[PATCH v2 23/25] powerpc/signal: Create 'unsafe' versions of copy_[ck][fpr/vsx]_to_user()

Christophe Leroy christophe.leroy at csgroup.eu
Tue Sep 29 15:22:20 AEST 2020



Le 29/09/2020 à 04:04, Christopher M. Riedl a écrit :
> On Tue Aug 18, 2020 at 12:19 PM CDT, Christophe Leroy wrote:
>> For the non VSX version, that's trivial. Just use unsafe_copy_to_user()
>> instead of __copy_to_user().
>>
>> For the VSX version, remove the intermediate step through a buffer and
>> use unsafe_put_user() directly. This generates a far smaller code which
>> is acceptable to inline, see below:
>>
>>
>> Signed-off-by: Christophe Leroy <christophe.leroy at csgroup.eu>
>> ---
>> arch/powerpc/kernel/signal.h | 53 ++++++++++++++++++++++++++++++++++++
>> 1 file changed, 53 insertions(+)

* [RAW RECORDS]
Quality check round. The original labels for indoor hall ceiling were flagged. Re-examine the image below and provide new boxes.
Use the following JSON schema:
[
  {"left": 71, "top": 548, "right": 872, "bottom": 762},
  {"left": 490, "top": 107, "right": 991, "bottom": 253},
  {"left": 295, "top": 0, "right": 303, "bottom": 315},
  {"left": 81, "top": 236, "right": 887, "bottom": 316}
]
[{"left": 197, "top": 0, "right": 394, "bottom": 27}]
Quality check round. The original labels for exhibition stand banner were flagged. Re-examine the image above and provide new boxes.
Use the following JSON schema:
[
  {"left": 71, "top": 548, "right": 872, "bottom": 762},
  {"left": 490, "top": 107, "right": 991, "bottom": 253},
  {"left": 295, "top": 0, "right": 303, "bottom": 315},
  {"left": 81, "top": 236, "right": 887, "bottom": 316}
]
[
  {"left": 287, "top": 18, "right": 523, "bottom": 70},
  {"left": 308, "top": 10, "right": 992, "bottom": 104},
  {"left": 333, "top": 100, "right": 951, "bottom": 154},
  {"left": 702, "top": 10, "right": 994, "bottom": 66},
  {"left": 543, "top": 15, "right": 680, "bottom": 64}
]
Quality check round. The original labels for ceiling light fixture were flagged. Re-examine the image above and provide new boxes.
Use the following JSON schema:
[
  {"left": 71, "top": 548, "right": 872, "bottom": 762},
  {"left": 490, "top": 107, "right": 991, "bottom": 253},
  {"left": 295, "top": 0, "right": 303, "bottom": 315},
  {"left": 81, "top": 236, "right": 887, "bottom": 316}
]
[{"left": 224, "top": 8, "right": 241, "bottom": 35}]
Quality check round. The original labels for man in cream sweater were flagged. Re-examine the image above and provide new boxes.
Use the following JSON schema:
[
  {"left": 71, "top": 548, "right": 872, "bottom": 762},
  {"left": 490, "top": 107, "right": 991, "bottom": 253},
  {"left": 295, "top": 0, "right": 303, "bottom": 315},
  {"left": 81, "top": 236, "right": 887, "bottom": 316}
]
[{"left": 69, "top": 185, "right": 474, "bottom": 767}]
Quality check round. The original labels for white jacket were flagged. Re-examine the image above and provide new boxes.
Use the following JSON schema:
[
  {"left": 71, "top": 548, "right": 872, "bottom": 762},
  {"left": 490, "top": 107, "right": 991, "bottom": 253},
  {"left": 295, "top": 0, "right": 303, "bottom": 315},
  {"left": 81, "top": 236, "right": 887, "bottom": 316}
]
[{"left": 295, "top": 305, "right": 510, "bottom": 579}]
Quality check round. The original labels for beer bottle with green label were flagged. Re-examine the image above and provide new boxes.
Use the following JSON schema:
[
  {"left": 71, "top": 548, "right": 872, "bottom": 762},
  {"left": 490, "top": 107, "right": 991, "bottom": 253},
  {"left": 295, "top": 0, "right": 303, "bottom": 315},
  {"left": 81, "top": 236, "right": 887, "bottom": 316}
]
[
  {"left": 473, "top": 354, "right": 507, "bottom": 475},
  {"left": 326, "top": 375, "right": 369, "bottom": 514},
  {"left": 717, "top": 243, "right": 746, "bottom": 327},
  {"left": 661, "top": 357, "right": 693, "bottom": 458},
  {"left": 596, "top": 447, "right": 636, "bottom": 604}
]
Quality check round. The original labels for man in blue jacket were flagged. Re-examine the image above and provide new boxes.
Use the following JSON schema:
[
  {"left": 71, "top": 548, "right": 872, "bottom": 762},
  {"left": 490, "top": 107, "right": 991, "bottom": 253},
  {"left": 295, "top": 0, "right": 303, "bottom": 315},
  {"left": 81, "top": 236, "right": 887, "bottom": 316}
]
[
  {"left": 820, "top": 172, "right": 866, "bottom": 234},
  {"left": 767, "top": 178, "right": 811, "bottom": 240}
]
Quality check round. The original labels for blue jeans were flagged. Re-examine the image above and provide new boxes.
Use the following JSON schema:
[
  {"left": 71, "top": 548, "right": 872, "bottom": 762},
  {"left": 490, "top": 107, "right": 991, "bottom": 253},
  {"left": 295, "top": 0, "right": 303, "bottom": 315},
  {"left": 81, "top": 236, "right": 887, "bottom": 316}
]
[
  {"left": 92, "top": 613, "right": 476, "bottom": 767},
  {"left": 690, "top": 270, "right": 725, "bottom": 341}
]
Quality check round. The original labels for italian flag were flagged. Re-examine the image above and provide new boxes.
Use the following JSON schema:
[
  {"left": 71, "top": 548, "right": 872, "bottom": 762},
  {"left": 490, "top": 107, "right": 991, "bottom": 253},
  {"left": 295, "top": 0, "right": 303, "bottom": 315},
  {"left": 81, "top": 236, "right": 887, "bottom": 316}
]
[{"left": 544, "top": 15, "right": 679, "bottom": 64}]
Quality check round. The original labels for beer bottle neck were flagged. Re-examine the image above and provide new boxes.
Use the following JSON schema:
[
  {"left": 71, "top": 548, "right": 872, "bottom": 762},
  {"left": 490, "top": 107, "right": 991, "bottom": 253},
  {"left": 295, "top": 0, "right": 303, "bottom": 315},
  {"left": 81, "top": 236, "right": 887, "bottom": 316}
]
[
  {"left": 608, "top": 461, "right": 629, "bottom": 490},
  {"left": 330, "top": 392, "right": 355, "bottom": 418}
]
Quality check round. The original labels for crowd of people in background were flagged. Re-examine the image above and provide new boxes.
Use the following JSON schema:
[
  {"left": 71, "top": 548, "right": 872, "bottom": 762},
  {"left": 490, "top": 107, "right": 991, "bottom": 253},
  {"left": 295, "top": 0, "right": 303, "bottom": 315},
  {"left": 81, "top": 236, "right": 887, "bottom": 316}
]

* [REQUIRED ACTIONS]
**a.** Answer these questions about the patch message:
(i) What date and time appear in the header line below the sender's email address?
(ii) For the non VSX version, which function is used in place of __copy_to_user()?
(iii) How many insertions does the file summary report?
**b.** Reproduce the part of the patch message between "[PATCH v2 23/25]" and "instead of __copy_to_user().", inclusive.

* [RESPONSES PER TASK]
**a.**
(i) Tue Sep 29 15:22:20 AEST 2020
(ii) unsafe_copy_to_user()
(iii) 53 insertions

**b.**
[PATCH v2 23/25] powerpc/signal: Create 'unsafe' versions of copy_[ck][fpr/vsx]_to_user()

Christophe Leroy christophe.leroy at csgroup.eu
Tue Sep 29 15:22:20 AEST 2020



Le 29/09/2020 à 04:04, Christopher M. Riedl a écrit :
> On Tue Aug 18, 2020 at 12:19 PM CDT, Christophe Leroy wrote:
>> For the non VSX version, that's trivial. Just use unsafe_copy_to_user()
>> instead of __copy_to_user().